▶ **What this task involves**
How many lines in the records below contain the string "woman"? Reply with only the number.

[START OF Exercise data]

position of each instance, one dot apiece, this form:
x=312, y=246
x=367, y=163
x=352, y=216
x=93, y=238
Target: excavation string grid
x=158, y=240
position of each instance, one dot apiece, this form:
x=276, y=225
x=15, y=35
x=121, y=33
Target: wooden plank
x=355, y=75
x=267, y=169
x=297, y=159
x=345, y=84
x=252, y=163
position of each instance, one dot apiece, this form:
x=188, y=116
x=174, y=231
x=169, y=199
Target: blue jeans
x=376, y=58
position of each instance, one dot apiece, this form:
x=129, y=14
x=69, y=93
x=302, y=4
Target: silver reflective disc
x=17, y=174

[END OF Exercise data]
[START OF Exercise data]

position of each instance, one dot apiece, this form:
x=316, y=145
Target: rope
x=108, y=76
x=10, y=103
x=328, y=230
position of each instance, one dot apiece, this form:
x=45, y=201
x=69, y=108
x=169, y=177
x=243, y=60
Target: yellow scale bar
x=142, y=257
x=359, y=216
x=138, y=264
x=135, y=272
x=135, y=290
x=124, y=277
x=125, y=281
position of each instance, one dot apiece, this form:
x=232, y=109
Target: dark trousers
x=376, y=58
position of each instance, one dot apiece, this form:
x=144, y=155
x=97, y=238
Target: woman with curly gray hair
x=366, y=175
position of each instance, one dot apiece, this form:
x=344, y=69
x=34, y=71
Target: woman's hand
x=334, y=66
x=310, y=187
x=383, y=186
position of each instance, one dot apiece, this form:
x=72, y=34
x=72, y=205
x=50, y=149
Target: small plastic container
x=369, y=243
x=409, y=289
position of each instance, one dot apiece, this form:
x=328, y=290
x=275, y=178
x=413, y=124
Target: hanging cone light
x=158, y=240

[END OF Exercise data]

▶ **Solution for this problem**
2